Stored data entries
========

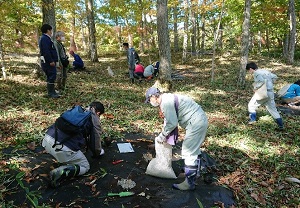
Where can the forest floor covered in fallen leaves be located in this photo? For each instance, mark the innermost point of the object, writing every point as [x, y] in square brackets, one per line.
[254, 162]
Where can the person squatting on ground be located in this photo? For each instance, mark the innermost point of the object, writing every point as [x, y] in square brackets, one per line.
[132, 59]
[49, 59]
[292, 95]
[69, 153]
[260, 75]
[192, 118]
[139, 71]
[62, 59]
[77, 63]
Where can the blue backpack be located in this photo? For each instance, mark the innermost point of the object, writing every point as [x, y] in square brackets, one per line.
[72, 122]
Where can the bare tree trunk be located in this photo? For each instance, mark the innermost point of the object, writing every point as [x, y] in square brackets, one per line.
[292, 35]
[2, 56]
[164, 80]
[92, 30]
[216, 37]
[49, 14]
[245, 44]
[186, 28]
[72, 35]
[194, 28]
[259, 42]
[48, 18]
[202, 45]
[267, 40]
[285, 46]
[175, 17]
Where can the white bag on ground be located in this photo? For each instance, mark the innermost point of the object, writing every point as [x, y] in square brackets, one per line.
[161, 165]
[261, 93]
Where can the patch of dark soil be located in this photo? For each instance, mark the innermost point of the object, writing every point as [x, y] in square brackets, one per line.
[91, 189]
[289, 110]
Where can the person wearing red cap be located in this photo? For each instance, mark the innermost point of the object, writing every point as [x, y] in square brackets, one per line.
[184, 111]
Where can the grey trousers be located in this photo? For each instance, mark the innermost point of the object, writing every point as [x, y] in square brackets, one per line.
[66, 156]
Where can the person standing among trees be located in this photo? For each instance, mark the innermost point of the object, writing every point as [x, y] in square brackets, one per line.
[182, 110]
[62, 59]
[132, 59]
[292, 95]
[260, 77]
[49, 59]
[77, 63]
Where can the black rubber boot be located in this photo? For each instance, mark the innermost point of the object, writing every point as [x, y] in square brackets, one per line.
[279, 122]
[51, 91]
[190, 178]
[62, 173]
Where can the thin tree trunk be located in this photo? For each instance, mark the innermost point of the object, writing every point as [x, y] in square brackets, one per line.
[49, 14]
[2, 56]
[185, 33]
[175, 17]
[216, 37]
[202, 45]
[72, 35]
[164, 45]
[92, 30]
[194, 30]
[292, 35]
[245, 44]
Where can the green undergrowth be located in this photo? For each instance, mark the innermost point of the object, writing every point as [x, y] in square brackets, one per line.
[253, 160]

========

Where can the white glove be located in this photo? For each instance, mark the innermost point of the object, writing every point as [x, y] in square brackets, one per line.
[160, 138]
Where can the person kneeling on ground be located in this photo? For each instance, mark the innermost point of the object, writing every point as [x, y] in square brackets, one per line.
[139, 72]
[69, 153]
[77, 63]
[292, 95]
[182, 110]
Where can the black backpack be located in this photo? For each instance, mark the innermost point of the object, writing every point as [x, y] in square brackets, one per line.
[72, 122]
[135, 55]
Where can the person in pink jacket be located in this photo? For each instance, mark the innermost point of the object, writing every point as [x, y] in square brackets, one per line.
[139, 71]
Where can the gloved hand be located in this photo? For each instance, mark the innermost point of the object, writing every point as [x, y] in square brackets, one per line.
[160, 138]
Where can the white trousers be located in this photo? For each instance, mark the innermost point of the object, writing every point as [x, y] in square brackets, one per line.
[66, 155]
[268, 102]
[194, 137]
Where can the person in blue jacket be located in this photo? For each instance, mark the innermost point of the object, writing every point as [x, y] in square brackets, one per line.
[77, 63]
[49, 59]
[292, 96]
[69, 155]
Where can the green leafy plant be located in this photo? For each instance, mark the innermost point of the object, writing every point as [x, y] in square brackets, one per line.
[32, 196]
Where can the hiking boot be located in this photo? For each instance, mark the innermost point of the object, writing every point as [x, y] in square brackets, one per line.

========

Exercise brief: The lines above from the one containing "Where can the gloved" through the one containing "Where can the hiking" are to be set down exactly, and no others.

Your response:
Where can the gloved hand be located in this photo? For each instance, mark the innermost point of the object, writing every point as [x, y] in square brackets, one per line.
[160, 138]
Where can the white trousers be located in this photo? For each instance, mark the innermost point of the object, writing every point as [x, y] in square brackets, one per line.
[66, 155]
[268, 102]
[194, 137]
Where can the person in blue jacket be located in this photo? For each instance, mark the innermost point of the object, writing every point as [x, y] in square brackets, one per line.
[77, 63]
[49, 59]
[292, 96]
[69, 155]
Where can the green leafy plant be located in this photo? For each instance, mark the innermost point of the object, writing every point as [x, y] in square brackets, one per line.
[32, 196]
Where can the hiking boot be located in this photo? For each instance, mark the innermost point of the object, writing every point as [x, y] in square brackets, one per line.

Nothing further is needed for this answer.